# PROBLEM 1
From the post on healthcare in America, translate this sentence into Spanish: "With more buying power comes higher prices."
# PROBLEM 2
Reproduce word for word the passage of the post on healthcare in America that begins with "Healthcare In America" and ends with "and political philosophies.".

==== TEXT UNDER STUDY

Healthcare In America – Good Summation
I just finished my third year as a panelist on a healthcare policy day for a local leadership training group. I continue to be impressed that they bring me back. Each year I’m teamed with an insurance professional, hospital administrator, payor or pharma executive. The panels view of the the healthcare market, the problems and solutions couldn’t be farther apart. The debates are lively and the audience of 40+ people come from all backgrounds and political philosophies.
I represent the independent medical doctor and their unique challenges in American healthcare. As insurance companies merge, hospitals get ever larger and piles of regulations come out of Washington DC, it’s the small family doctor that is getting squeezed. The consequences of less and less competition for healthcare services comes more concentrated power. With more buying power comes higher prices. Basic economics.

========
==== DATA LISTING

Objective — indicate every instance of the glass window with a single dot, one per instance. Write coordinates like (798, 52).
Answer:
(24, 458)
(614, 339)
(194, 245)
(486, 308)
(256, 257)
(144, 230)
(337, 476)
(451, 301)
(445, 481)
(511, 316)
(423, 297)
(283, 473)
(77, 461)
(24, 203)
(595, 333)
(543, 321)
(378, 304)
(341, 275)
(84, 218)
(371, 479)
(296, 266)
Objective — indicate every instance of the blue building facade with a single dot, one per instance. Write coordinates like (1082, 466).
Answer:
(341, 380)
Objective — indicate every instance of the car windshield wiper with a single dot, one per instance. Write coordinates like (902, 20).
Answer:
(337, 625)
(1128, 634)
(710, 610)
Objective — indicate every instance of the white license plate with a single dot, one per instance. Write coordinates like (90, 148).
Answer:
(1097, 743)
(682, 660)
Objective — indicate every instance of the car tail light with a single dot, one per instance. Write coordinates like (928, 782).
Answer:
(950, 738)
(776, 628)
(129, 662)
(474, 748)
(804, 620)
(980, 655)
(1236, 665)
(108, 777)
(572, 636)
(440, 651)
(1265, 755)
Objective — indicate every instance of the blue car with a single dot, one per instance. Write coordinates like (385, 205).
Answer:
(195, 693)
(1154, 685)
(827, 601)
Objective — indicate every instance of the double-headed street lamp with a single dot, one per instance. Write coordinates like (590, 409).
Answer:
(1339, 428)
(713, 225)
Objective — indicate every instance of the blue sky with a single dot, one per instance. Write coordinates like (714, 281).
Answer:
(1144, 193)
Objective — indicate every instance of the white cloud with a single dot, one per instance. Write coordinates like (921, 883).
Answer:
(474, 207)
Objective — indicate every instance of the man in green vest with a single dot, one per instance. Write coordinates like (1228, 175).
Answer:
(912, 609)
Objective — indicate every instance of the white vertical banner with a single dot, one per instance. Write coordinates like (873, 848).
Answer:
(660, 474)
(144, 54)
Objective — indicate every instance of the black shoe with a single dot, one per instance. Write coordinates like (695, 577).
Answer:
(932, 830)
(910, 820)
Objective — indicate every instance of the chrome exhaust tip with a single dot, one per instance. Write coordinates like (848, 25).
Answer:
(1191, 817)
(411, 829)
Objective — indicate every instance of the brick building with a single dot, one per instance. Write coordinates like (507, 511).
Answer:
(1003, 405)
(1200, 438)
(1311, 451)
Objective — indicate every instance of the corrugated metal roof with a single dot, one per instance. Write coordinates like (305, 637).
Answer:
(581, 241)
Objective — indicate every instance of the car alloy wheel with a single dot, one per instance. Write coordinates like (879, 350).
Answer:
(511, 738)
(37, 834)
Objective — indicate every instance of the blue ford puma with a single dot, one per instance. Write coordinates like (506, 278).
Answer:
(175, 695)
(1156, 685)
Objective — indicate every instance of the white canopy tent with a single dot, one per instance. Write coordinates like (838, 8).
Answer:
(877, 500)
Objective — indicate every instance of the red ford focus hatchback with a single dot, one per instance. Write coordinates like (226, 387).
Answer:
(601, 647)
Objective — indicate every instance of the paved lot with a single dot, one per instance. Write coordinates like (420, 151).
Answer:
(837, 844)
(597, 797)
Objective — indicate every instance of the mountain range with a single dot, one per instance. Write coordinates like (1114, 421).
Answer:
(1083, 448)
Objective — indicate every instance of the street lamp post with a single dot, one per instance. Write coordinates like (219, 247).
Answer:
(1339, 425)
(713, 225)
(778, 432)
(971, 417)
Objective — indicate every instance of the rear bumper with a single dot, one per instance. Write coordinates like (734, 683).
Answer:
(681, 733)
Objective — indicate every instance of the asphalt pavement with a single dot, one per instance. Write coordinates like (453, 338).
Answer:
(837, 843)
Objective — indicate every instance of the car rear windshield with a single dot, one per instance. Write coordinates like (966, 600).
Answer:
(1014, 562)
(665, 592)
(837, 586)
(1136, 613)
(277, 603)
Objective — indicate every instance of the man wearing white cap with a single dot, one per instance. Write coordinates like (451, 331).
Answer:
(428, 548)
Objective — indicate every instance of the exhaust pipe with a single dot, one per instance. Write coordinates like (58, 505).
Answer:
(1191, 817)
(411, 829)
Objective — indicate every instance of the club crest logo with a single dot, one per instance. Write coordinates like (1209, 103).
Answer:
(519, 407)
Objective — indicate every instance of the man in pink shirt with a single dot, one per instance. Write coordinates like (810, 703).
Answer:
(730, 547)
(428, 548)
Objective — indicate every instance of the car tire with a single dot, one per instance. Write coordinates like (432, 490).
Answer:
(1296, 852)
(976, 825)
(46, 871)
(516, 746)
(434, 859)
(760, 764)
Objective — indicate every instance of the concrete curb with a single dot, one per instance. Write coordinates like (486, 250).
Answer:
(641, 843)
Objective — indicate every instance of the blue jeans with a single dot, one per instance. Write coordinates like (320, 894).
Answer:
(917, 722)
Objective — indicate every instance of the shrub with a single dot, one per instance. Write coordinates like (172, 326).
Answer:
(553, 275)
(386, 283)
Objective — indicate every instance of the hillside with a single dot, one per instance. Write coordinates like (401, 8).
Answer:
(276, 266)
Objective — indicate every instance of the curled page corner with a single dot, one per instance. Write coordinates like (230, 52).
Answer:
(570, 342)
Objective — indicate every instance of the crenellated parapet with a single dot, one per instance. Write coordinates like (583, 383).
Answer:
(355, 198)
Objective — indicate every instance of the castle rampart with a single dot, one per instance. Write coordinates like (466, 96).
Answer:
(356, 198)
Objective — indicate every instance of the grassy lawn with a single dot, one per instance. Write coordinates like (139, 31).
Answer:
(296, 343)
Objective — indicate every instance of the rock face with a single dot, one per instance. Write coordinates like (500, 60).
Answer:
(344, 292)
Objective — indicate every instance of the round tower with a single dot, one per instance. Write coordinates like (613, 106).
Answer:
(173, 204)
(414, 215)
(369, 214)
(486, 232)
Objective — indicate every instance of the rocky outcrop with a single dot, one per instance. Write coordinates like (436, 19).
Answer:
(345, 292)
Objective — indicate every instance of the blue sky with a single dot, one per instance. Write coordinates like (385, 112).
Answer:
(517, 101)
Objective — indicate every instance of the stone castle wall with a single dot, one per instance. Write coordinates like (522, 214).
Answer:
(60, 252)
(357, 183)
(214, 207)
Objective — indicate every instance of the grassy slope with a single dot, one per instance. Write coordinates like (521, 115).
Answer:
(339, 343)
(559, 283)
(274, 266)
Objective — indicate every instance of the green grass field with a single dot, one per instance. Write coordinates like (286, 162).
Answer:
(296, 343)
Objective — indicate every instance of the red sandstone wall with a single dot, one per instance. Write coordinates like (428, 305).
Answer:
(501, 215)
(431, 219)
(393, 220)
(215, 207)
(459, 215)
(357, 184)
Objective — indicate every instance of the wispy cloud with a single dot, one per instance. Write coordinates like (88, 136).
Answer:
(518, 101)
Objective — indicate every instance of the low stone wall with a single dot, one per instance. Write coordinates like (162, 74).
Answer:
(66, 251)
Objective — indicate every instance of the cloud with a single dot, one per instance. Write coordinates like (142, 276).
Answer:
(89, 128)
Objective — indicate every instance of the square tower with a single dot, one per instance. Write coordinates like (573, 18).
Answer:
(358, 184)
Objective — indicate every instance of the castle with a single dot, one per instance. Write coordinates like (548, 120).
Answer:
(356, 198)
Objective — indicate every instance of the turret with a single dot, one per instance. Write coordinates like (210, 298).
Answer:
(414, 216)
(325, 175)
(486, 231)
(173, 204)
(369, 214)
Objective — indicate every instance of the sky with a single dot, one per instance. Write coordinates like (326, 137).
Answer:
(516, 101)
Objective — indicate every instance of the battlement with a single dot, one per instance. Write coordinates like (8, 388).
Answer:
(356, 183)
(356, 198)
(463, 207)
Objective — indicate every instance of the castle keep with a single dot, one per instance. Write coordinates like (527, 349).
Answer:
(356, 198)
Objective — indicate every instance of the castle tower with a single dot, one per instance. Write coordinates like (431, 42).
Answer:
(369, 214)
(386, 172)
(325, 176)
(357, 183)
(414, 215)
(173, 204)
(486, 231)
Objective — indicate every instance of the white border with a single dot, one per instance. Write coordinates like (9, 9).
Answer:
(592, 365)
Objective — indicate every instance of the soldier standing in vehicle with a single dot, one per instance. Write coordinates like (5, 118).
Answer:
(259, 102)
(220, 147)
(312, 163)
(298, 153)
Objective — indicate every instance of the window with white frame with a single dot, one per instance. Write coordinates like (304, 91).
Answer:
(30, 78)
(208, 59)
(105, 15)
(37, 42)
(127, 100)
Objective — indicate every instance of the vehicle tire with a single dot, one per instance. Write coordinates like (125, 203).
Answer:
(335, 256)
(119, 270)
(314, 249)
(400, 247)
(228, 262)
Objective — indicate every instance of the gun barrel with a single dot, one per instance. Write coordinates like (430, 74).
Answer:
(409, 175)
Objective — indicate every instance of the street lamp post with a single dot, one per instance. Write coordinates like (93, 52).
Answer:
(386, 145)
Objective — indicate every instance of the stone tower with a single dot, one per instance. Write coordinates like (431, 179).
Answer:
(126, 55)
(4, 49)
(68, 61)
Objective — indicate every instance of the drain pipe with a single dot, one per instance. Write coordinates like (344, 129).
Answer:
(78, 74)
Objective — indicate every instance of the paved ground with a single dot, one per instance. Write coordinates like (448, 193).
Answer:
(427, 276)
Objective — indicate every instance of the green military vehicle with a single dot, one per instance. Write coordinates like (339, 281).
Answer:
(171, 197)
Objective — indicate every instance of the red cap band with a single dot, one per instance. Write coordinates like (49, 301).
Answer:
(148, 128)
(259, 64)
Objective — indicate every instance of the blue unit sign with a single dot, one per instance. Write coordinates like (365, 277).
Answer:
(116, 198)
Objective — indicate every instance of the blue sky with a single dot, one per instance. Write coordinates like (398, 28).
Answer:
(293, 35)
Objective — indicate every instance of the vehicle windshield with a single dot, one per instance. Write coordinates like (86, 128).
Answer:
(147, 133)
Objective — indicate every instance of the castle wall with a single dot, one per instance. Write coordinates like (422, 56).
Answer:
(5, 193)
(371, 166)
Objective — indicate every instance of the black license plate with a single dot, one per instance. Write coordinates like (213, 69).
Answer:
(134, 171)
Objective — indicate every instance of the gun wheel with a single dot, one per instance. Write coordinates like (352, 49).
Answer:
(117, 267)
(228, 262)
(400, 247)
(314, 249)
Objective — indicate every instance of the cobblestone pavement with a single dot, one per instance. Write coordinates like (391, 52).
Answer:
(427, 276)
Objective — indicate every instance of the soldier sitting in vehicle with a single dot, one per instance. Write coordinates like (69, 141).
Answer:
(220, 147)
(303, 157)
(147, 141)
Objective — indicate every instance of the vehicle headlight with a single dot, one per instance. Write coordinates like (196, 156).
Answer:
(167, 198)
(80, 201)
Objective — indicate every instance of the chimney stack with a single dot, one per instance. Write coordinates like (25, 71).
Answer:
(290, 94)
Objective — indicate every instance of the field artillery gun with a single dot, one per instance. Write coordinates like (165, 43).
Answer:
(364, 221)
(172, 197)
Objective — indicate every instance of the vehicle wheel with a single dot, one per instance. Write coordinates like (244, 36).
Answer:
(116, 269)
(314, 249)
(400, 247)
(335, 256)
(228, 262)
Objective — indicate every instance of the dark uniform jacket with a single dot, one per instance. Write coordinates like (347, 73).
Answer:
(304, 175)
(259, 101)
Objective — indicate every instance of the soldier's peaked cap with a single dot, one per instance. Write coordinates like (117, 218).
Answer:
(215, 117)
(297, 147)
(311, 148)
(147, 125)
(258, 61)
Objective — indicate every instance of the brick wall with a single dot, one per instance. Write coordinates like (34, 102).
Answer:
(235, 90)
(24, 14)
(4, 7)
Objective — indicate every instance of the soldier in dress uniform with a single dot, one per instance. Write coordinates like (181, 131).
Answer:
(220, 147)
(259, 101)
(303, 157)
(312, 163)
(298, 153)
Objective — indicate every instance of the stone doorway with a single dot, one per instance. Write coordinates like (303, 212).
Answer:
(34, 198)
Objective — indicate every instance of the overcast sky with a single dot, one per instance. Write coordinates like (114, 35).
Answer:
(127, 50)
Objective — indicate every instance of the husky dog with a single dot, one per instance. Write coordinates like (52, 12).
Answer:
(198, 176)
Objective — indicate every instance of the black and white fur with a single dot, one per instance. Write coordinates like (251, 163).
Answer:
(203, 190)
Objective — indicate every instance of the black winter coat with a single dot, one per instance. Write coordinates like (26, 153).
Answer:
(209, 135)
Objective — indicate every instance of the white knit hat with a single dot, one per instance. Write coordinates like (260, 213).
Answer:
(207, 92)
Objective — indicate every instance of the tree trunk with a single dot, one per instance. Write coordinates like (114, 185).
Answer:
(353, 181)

========

# EXERCISE RESPONSE 1
Con más poder de compra llegan precios más altos.

# EXERCISE RESPONSE 2
Healthcare In America – Good Summation
I just finished my third year as a panelist on a healthcare policy day for a local leadership training group. I continue to be impressed that they bring me back. Each year I’m teamed with an insurance professional, hospital administrator, payor or pharma executive. The panels view of the the healthcare market, the problems and solutions couldn’t be farther apart. The debates are lively and the audience of 40+ people come from all backgrounds and political philosophies.